* WORK INSTRUCTION A
Reproduce the Irepas outlook passage between "The global demand" and "pressure, Irepas noted.", inclusive.
* WORK INSTRUCTION B
Write the next part of the Irepas outlook passage, beginning right after its final sentence.

* TEXT PASSAGE
········

China’s focus on EAF-based steel production and a limited supply of scrap in the EU and USA will drive long steel prices in the next quarter, according to the Irepas short-term outlook.
The global demand for ferrous scrap and long steel products continued to be high even during the pandemic, Irepas noted, while indicating a robust outlook for Q2 2020.
EAFs and imports reflect the current market
China’s renewed focus on electric arc furnace (EAF) based steel production is likely to drive ferrous scrap prices higher in the next quarter. Domestic demand and prices in the country have risen on positive sentiment after the Chinese New Year holidays. On the other hand, the European region’s imports have dropped and US importers remain under pressure, Irepas noted.

········

* STUDY MATERIAL
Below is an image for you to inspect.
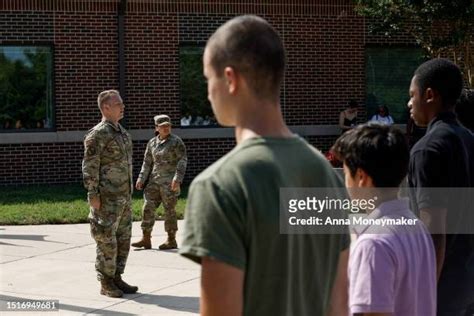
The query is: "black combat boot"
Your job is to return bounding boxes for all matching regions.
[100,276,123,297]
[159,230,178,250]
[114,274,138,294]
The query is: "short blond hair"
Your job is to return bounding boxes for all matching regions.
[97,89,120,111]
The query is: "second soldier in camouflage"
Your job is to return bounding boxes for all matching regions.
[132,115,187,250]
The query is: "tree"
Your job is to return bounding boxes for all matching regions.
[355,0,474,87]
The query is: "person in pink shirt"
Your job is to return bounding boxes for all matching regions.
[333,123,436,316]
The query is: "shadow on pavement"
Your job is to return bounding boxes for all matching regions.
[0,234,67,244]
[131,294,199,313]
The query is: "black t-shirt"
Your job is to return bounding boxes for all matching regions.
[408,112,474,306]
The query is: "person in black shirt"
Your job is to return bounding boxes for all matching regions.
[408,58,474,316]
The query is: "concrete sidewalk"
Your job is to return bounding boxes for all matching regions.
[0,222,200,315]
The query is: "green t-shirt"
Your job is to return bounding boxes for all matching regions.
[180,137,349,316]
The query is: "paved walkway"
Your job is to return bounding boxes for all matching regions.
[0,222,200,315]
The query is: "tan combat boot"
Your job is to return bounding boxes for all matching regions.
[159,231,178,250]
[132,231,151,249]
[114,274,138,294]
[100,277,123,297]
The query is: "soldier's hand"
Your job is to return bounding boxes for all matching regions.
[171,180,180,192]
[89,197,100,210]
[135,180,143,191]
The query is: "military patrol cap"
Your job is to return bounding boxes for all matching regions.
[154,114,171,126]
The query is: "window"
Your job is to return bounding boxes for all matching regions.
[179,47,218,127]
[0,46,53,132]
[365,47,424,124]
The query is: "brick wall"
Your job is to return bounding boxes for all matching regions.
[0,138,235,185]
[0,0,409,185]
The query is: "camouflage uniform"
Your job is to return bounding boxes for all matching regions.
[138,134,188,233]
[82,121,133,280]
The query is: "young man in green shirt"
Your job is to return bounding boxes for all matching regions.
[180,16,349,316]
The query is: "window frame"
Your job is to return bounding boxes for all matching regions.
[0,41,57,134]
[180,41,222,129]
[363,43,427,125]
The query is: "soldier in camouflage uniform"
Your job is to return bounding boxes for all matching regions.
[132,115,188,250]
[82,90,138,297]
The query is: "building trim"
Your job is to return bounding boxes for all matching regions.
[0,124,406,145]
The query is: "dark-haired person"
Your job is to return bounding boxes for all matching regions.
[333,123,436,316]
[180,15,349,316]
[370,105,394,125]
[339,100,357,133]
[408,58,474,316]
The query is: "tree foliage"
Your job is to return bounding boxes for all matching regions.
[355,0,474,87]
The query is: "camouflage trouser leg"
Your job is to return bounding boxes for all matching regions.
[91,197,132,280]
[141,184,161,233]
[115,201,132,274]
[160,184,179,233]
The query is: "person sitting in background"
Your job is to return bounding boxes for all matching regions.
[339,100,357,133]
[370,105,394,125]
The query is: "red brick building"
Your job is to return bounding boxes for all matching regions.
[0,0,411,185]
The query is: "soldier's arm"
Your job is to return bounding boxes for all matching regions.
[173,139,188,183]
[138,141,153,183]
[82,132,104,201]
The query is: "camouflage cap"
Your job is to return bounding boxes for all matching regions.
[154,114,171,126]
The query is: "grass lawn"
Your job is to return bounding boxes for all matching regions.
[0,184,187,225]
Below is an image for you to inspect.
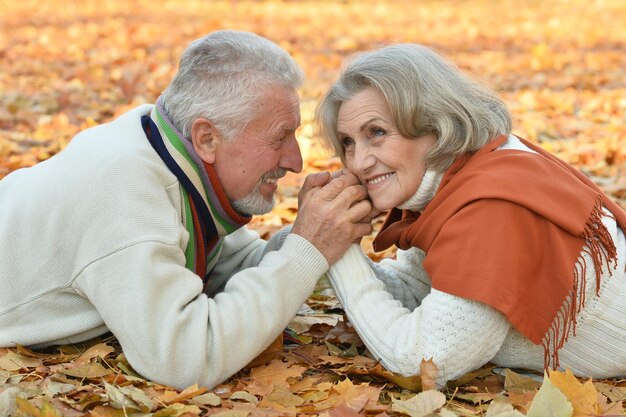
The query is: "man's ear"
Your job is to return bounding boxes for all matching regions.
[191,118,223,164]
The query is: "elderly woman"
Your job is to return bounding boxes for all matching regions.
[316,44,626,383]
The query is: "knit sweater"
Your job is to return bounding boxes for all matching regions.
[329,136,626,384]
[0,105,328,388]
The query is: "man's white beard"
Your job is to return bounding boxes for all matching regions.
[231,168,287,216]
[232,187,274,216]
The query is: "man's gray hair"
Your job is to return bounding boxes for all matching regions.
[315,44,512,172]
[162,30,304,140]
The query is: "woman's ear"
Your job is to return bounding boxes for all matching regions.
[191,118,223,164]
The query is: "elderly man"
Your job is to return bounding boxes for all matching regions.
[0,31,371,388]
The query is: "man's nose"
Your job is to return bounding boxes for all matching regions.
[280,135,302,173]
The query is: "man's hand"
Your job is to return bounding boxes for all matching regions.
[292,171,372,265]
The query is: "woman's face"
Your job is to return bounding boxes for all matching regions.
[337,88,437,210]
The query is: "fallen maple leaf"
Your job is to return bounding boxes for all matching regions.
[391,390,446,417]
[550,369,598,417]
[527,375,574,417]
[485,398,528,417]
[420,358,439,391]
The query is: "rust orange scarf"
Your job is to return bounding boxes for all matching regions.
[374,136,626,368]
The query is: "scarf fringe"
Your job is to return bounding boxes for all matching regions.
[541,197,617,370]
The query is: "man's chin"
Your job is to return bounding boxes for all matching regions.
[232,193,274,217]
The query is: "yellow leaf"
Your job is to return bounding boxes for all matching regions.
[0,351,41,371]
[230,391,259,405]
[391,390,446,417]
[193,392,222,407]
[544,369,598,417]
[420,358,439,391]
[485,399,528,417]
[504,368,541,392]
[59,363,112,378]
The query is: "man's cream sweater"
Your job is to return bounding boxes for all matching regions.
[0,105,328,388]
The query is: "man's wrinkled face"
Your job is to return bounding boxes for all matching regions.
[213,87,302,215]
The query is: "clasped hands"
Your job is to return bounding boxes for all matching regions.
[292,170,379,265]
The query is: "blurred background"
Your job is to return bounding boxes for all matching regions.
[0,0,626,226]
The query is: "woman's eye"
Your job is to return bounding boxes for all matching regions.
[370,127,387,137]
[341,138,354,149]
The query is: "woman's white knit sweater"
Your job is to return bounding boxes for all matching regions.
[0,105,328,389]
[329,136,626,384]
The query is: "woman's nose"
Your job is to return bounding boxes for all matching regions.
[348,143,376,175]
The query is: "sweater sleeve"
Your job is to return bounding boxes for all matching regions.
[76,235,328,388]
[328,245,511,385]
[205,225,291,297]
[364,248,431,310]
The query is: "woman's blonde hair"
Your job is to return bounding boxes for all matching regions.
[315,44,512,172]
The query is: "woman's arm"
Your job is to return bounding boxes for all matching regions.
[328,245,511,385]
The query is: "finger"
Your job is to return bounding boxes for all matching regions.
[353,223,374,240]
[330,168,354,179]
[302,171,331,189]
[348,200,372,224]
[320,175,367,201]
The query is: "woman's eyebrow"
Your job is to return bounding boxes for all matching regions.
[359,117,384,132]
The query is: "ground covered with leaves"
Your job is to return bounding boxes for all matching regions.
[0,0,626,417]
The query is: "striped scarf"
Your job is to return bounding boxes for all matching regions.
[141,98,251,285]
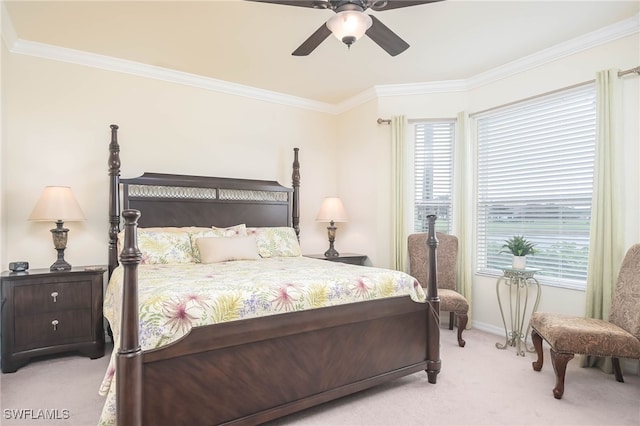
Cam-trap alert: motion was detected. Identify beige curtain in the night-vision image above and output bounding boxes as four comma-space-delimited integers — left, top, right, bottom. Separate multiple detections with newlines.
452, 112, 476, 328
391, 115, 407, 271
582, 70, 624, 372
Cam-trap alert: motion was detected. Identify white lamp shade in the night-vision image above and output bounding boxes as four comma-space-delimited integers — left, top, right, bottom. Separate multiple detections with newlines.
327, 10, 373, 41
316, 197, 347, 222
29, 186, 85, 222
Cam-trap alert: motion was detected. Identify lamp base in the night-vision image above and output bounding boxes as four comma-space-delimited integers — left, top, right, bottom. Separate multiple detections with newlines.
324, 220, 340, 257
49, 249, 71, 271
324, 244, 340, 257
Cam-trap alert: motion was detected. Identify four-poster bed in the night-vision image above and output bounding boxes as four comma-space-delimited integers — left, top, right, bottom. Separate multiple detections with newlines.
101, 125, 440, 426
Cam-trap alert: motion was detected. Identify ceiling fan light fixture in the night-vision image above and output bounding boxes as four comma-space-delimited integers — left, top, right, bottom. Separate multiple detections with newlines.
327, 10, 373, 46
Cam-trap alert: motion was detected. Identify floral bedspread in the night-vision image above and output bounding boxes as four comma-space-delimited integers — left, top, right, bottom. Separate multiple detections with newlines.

········

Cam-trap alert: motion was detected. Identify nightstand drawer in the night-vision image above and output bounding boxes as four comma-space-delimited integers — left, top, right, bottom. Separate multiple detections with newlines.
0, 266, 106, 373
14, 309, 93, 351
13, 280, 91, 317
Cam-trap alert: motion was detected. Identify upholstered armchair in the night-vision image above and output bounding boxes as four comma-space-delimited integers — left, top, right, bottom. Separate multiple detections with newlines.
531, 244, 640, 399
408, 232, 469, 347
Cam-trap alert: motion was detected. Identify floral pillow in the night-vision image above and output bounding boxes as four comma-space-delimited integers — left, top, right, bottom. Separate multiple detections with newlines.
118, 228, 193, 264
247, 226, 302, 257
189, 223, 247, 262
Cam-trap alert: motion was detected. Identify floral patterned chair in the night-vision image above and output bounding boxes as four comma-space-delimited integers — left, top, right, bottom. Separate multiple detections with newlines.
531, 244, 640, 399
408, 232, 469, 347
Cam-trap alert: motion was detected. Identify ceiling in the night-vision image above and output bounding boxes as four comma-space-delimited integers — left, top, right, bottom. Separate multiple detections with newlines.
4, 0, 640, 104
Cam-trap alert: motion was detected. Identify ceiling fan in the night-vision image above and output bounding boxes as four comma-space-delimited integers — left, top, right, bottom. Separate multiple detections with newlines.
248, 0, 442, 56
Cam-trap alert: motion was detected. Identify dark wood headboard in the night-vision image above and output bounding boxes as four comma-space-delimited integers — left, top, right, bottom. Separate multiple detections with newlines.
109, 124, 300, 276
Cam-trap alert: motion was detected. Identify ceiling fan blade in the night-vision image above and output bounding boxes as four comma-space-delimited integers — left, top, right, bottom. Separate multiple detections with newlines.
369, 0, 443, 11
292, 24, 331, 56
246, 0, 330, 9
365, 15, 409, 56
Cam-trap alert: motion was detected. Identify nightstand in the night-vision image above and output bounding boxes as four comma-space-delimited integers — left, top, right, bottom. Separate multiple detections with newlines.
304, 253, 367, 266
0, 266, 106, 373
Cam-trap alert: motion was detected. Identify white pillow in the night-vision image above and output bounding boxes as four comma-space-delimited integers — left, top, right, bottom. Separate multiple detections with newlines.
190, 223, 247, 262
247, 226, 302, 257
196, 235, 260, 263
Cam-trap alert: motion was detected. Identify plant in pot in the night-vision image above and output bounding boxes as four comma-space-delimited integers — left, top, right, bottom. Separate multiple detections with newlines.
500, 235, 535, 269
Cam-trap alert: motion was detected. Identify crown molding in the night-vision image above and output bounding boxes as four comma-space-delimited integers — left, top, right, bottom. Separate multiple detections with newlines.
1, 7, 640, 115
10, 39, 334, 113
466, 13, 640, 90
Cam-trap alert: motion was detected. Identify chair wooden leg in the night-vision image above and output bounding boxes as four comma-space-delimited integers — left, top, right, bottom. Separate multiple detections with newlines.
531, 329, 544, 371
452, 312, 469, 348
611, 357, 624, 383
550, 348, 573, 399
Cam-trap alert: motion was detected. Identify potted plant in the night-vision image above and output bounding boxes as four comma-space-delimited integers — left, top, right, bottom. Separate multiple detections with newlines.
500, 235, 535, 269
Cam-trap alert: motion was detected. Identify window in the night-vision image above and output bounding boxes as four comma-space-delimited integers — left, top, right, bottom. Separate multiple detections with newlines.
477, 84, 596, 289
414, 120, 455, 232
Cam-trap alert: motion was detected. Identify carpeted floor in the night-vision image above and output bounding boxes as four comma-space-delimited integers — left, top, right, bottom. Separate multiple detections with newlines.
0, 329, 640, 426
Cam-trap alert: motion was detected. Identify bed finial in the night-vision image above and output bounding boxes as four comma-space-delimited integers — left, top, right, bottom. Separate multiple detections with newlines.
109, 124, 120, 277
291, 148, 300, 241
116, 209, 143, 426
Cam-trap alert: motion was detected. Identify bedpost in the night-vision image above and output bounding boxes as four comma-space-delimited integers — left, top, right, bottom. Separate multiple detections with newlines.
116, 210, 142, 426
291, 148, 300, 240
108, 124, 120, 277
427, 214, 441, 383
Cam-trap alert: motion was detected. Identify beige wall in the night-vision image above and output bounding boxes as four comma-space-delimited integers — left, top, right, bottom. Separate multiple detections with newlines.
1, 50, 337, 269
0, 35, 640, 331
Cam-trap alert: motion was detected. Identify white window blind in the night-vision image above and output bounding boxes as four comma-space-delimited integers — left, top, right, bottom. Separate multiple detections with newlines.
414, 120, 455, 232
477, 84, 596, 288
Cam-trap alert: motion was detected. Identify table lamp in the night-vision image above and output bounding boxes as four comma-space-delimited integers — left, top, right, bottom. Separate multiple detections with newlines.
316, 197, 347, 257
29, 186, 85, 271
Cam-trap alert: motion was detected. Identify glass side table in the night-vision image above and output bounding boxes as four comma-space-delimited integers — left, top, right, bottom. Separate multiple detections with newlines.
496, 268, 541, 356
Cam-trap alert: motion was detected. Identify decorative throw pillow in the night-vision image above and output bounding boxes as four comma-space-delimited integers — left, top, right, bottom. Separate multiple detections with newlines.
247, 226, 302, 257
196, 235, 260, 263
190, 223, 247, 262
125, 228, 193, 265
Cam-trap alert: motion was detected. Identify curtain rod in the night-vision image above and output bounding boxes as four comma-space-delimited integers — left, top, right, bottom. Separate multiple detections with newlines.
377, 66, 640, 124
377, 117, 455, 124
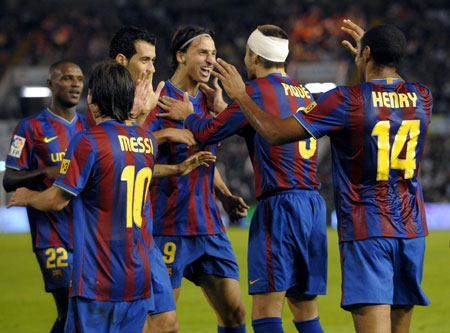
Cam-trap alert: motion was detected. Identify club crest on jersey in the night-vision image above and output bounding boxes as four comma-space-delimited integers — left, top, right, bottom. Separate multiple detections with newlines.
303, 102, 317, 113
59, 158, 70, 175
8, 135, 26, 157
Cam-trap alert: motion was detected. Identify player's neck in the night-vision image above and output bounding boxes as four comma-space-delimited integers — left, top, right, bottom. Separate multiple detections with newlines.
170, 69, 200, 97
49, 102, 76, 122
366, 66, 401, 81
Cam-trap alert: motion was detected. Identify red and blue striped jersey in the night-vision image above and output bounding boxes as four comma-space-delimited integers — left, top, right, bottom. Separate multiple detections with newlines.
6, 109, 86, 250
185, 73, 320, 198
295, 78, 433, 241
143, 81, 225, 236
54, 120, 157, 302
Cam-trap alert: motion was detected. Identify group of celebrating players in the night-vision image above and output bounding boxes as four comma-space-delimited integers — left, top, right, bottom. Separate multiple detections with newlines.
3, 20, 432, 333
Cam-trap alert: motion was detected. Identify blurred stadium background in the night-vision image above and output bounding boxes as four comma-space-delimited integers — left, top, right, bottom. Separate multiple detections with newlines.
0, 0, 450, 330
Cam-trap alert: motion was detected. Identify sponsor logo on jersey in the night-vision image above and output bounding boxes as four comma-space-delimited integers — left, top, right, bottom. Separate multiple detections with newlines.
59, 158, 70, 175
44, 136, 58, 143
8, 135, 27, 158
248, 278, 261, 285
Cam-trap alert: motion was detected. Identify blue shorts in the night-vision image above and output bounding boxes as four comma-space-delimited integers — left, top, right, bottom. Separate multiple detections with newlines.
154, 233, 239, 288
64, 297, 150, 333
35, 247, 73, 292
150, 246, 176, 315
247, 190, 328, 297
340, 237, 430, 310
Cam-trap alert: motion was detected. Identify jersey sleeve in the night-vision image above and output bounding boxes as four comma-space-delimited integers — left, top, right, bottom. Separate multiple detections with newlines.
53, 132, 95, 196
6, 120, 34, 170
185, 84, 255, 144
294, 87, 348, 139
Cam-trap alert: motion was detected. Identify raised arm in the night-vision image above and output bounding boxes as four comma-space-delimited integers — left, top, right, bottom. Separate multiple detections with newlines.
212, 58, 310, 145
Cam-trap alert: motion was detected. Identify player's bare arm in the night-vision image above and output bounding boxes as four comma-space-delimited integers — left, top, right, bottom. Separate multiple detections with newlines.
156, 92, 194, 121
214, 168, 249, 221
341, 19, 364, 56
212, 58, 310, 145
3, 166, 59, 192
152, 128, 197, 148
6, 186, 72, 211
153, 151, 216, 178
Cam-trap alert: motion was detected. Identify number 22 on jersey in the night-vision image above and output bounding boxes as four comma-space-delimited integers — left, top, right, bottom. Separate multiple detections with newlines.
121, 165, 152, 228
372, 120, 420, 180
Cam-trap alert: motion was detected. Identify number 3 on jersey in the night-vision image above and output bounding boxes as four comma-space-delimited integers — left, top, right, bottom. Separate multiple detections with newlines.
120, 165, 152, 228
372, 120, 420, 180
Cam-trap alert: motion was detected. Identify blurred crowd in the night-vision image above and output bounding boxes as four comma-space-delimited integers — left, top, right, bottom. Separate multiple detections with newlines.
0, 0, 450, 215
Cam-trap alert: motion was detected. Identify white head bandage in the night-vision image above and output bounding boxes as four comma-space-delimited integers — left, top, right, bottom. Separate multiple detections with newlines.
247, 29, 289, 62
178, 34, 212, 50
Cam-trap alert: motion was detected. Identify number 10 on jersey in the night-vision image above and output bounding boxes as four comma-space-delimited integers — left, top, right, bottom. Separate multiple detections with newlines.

········

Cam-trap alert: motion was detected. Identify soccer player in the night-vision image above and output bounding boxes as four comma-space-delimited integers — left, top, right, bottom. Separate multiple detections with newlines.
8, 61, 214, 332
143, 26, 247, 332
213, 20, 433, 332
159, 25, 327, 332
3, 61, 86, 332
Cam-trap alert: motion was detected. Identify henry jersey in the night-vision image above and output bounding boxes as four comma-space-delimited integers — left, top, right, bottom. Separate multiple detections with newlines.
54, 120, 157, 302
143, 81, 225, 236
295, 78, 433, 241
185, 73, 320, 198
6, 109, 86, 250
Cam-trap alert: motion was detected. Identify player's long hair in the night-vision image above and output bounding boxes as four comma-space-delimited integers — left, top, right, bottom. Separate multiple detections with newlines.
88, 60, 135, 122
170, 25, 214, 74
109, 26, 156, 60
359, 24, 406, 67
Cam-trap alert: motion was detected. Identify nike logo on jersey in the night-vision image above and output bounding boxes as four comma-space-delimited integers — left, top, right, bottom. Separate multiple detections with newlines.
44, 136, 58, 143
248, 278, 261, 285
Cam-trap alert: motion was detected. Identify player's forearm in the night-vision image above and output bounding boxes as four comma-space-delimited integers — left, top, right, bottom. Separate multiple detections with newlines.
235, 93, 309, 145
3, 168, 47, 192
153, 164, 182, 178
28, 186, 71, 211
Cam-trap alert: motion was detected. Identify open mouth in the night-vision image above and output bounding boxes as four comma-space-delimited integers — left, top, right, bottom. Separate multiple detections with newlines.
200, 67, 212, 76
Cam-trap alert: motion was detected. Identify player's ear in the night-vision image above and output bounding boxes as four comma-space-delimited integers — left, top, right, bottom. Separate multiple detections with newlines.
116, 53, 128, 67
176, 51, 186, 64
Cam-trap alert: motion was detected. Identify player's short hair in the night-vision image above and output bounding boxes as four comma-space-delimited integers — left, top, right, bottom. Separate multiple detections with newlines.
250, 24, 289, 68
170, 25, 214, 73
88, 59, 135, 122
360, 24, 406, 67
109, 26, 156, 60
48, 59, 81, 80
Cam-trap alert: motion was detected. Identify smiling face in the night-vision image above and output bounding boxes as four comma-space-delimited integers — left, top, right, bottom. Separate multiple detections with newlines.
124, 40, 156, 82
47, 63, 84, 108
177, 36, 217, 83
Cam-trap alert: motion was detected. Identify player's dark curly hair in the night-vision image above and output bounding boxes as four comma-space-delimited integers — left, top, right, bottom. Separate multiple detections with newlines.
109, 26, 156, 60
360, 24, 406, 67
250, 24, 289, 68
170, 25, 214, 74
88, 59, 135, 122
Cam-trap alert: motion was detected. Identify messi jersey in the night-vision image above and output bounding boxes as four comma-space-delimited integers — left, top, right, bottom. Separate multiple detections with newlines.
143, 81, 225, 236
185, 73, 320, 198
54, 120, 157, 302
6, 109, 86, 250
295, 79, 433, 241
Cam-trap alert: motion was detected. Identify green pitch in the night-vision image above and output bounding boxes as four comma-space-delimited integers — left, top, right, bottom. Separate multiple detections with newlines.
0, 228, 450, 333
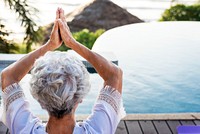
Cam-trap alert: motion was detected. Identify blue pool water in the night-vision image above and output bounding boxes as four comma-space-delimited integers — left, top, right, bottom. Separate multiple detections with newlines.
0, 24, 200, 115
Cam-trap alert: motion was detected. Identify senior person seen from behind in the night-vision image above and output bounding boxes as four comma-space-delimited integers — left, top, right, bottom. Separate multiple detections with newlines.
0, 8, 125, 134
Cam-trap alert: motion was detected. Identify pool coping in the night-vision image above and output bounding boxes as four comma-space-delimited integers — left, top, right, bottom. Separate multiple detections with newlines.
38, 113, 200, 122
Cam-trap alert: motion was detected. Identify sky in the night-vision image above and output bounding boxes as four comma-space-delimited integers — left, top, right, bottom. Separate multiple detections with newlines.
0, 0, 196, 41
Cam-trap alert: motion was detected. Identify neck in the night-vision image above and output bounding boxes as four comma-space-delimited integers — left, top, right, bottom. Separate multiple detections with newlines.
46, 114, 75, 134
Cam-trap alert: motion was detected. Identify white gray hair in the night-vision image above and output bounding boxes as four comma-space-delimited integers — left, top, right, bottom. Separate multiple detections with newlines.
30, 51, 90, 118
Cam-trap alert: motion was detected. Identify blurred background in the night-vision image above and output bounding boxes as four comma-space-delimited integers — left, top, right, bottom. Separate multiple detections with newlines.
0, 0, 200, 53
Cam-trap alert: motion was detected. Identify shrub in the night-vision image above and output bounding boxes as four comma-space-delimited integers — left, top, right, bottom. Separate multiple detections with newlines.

········

* EXPECTED ANSWER A
The global demand for ferrous scrap and long steel products continued to be high even during the pandemic, Irepas noted, while indicating a robust outlook for Q2 2020.
EAFs and imports reflect the current market
China’s renewed focus on electric arc furnace (EAF) based steel production is likely to drive ferrous scrap prices higher in the next quarter. Domestic demand and prices in the country have risen on positive sentiment after the Chinese New Year holidays. On the other hand, the European region’s imports have dropped and US importers remain under pressure, Irepas noted.

* EXPECTED ANSWER B
Steel prices in the EU are close to 2008 peaks and international prices are higher or equal to domestic EU prices. However, European steel association, Eurofer, is still seeking an extension on import safeguards because of which, the downstream industry is struggling with production volumes.
On the exports front, EU’s exports have reduced amid improving domestic demand in the region as mills benefit from lower competition from global markets due to the import restrictions by the EU.
Further west, US importers are dealing with containers shortage, higher freight costs and material prices, and overbooked domestic mills. These challenges will remain for some time, Irepas indicated.